■ **DOCUMENT TEXT**
Thursday, March 10, 2022

Endurance: Shackleton's lost ship is found in Antarctic

First images courtesy of FMHT Falklands Maritime Herritage Trust / National Geographic
Video of the remains show Endurance to be in remarkable condition.
see on YouTube I / II
 From BBC by Jonathan Amos

Scientists have found and filmed one of the greatest ever undiscovered shipwrecks 107 years after it sank.

The Endurance, the lost vessel of Antarctic explorer Sir Ernest Shackleton, was found at the weekend at the bottom of the Weddell Sea.

The ship was crushed by sea-ice and sank in 1915, forcing Shackleton and his men to make an astonishing escape on foot and in small boats.

The lost ship of Antarctic explorer Sir Ernest Shackleton has been found on the floor of the Weddell Sea. After more than two weeks of searching, the Endurance_22 project found the ship on Saturday.
The ship was found at a depth of 3,008m, about 7.5km southwards of the coordinates recorded by Endurance skipper Frank Worsley.
@Endurance_22 used Saab Sabertooth submersibles provided by Ocean Infinity to make the discovery and conduct the subsequent survey.
Localization with the GeoGarage platform (STRM bathymetry)

These images from UKHO archive show surveys by Lt Cdr Worsley of the expedition
– on 27th October 1915 “Endurance crushed and abandoned”.
Even though it has been sitting in 3km (10,000ft) of water for over a century, it looks just like it did on the November day it went down.

Its timbers, although disrupted, are still very much together, and the name - Endurance - is clearly visible on the stern.
"Without any exaggeration this is the finest wooden shipwreck I have ever seen - by far," said marine archaeologist Mensun Bound, who is on the discovery expedition and has now fulfilled a dream ambition in his near 50-year career.
"It is upright, well proud of the seabed, intact, and in a brilliant state of preservation," he told BBC News.

The Agulhas had favourable ice conditions in what was still a hostile environment
The project to find the lost ship was mounted by the Falklands Maritime Heritage Trust (FMHT), using a South African icebreaker, Agulhas II, and equipped with remotely operated submersibles.

The mission's leader, the veteran polar geographer Dr John Shears, described the moment cameras landed on the ship's name as "jaw-dropping".
"The discovery of the wreck is an incredible achievement," he added.
"We have successfully completed the world's most difficult shipwreck search, battling constantly shifting sea-ice, blizzards, and temperatures dropping down to -18C. We have achieved what many people said was impossible."

 courtesy of NASA : Enduring Antarctic Sea Ice
Why was Endurance discovered this time?
Lessons learned from the past, for sure.
Also, the new submersibles, operated by  @Ocean__Infinity, are clearly very capable.
But @Endurance_22 were also lucky.
They had the lowest ever Antarctic sea-ice extent in the satellite record! 
see ice boundary March 5th

Limit of permanent ice on the general UKHO map with the GeoGarage platfom
Where was the ship found?

■ **ENTRIES SHOWN**
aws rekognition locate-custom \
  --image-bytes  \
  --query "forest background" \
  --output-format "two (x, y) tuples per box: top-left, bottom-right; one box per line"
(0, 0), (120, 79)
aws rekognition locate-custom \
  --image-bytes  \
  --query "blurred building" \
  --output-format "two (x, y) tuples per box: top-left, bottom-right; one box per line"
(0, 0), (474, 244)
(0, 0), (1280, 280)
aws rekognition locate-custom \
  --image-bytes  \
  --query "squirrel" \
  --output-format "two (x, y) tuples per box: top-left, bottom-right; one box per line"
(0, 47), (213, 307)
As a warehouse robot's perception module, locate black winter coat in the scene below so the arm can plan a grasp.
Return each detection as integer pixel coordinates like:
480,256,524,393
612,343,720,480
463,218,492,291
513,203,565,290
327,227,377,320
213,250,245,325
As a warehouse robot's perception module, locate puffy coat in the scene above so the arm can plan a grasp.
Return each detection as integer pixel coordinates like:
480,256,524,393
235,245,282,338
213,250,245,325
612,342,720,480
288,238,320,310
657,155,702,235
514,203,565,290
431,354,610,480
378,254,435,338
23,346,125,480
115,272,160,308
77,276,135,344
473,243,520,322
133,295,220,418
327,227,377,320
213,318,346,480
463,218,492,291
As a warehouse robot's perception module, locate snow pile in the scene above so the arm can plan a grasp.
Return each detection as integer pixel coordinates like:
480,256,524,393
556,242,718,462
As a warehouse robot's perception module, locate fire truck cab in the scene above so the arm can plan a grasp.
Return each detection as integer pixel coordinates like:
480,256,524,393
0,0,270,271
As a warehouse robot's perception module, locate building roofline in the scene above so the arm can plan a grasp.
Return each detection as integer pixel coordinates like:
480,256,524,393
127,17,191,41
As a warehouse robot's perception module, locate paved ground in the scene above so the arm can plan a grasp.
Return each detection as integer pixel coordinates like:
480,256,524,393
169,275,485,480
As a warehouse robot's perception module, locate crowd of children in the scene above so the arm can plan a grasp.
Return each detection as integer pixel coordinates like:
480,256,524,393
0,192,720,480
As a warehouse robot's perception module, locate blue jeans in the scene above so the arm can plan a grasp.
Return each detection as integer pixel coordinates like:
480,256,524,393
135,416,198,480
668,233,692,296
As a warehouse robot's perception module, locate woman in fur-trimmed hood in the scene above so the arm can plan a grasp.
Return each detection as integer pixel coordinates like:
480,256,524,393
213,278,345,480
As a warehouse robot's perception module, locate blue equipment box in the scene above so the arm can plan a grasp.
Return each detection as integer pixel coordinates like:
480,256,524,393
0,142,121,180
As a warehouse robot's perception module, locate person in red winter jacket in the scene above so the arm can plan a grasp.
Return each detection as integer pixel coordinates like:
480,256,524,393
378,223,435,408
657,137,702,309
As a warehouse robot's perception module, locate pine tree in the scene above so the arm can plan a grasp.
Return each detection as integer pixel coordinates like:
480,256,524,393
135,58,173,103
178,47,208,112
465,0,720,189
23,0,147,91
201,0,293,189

■ **WHAT IS EXPECTED**
Extend the article about the discovery of Shackleton's ship Endurance, picking up right after its final line. The material is not needed here.

■ **ANSWER TO THIS PROBLEM**
Endurance was spotted in the Weddell Sea at a depth of 3,008m.
For over two weeks, the subs had combed a predefined search area, investigating various interesting targets, before finally uncovering the wreck site on Saturday - the 100th anniversary of Shackleton's funeral.
Photo, video and a laser pictures of Endurance22 displayed in the control room of the AUV on board of S.A.Agulhas II. 20220307, Esther Horvath (see Voyis I / II)
The days since the discovery have been spent making a detailed photographic record of the timbers and surrounding debris field. The wreck itself is a designated monument under the international Antarctic Treaty and must not be disturbed in any way.
No physical artefacts have therefore been brought to the surface.

Mensun Bound: "She's sitting upright" on the seafloor
What could the subs see?

The ship looks much the same as when photographed for the last time by Shackleton's filmmaker, Frank Hurley, in 1915.
The masts are down, the rigging is in a tangle, but the hull is broadly coherent. Some damage is evident at the bow, presumably where the descending ship hit the seabed.
The anchors are present.
The subs even spied some boots and crockery.

"You can even see the ship's name - E N D U R A N C E - arced across its stern directly below the taffrail (a hand rail near the stern). And beneath, as bold as brass, is Polaris, the five-pointed star, after which the ship was originally named," said Mensun Bound.
"I tell you, you would have to be made of stone not to feel a bit squishy at the sight of that star and the name above," he added.
"You can see a porthole that is Shackleton's cabin. At that moment, you really do feel the breath of the great man upon the back of your neck."

Filter feeders have colonised the wreck but there are no wood-eating worms
FMHT/National Geographic

What life had attached to the ship?

Interestingly, the wreck has been colonised by an abundance of life - but not of the type that would consume it.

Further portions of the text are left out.